▶ 対象の文章
+---+

リレー競技の招集(点呼)の際にメンバー4人のユニフォームがそろっているか確認された経験がある選手がいると思います。

そのことに関してルール―では、

〔国内〕 全国的な競技会でのリレー競走においては、チームの出場者は同一のユニフォームを着用する。

と記載されています。

これは日本陸上競技連盟が独自に追加した規定で、国内競技にのみ適用されるものです。

この記載を見る限り、「全国的な競技会での」と書かれており全ての競技会で必ずということではありません

 

つまり、全国的な競技会でなければ、ルールでは強制していないのです。

 

競技役員でも誤った解釈(全ての競技会だと思っている)をしていることがあります。


ルールで強制していない理由のひとつは、例えば中学生などで、新年度から学校のユニフォームを扱うメーカーがかわったりして、前年までと同系色でもデザインが異なるというように、必ずしも全学年同じにできないことがあるからです。

このため選手にわざわざ購入させるなどすることは選手に不利益、負担を掛けさせるこになり望ましくないためです。

しかし、中には全国的な競技会でなくても、ユニフォームをそろえさせる競技会があります。また、全国的な競技会でも同一ユニフォームでなくても同系色なら良い場合もあります。

例えば、
日本陸上競技選手権リレー競技大会(日本選手権リレー)はリレー競技の日本一を決める全国的な大会です。従ってルールどおり同一のユニフォームの着用であるため、大会要項や競技注意事項にもリレーのユニフォームに関する記載はありません
日本学生陸上競技対校選手権大会(全日本インカレ)も同様に記載はありません。


全国高等学校陸上競技対校選手権大会(インターハイでは、本来全国大会であるので記載の必要はないのですが、競技注意事項に「リレー競技に出場するチームは、同一のユニフォームで参加しなければならない。」との記載があります。

全日本中学校陸上競技選手権大会(全中)では、全国大会ですが、競技注意事項に「リレー競技においては、同色系のユニフォームを着用する。」と記載があります。これは入学年度によってユニフォームを扱うメーカーがかわったりして、前年までと同系色でもデザインが異なるという場合などを考慮してのものだと思われます。但し大会要項には関係する記載はありません。

その他、全国的な競技会でなくても、競技注意事項に、
リレー競技に参加するチームは必ず全員同一のユニフォームを着用すること。

+---+

▶ 課題 1
記録のうち、「point_to reports the position of each instance of the layered」を含む行から「column 249, row 246」を含む行までを、両端の行も含めてそのまま書き写すこと。
この文章と記録には何の関連もない。

+---+

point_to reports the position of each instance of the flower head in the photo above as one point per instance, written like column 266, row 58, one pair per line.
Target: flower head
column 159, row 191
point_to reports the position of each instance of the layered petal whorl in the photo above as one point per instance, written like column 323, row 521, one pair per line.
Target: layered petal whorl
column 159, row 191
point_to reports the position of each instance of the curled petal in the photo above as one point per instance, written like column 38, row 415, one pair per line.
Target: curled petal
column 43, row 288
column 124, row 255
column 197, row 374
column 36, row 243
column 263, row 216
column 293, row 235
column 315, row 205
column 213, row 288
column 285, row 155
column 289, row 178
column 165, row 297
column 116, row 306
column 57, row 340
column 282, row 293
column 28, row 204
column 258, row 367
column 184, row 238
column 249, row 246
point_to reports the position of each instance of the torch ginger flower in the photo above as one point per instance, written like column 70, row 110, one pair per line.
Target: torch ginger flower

+---+

▶ 課題 2
リレーのユニフォーム規定についての文章を、最後の文の後から書き進めること。

▶ 回答 1
point_to reports the position of each instance of the layered petal whorl in the photo above as one point per instance, written like column 323, row 521, one pair per line.
Target: layered petal whorl
column 159, row 191
point_to reports the position of each instance of the curled petal in the photo above as one point per instance, written like column 38, row 415, one pair per line.
Target: curled petal
column 43, row 288
column 124, row 255
column 197, row 374
column 36, row 243
column 263, row 216
column 293, row 235
column 315, row 205
column 213, row 288
column 285, row 155
column 289, row 178
column 165, row 297
column 116, row 306
column 57, row 340
column 282, row 293
column 28, row 204
column 258, row 367
column 184, row 238
column 249, row 246

▶ 回答 2
といった記載はよく見ます。しかしそのような競技会でも大会要項に同内容のことが記載されているものは見たことがありません

また、特殊な例で、ある都県の高等学校体育連盟陸上競技専門部では、
「競技会参加の心得」という年度間通しての資料として、

リレー種目では、原則と して同一のユニフォムで出場すること。出場選手が統一されていなユニフォームでは出場はできない。最低限、ラングシャツは全員が同じものを着用すること。ランニグパンツ、タイツなどデザインが不揃いでも許容される場合があるが、色については同一にすること。

と公表している場合もあります。
従って、この都県の都県レベルの高体連の競技会では大会要項や競技注意事項に記載していなくても上記記載内容が適用されることになっています。


日本陸上競技連盟の考えは、基本的に全国的な競技会ではない競技会でのリレーの際のユニフォームをそろえさせるかについてはルール上では強制力はなく、主催者が決めることとしています。その上でリレーで選手のユニフォームをそろえさせるなら、競技注意事項での記載だけでなく大会要項にも記載すべきということです。それは、競技会へのエントリーは大会要項を見て行うもので、リレーでユニフォームをそろえなければならない場合はエントリー時点で知らせておくべき事項であるからです。また競技注意事項は競技会によっては大会当日にならなければ知ることができないこともあるため、当日知っても対応できない場合もあり得るからです。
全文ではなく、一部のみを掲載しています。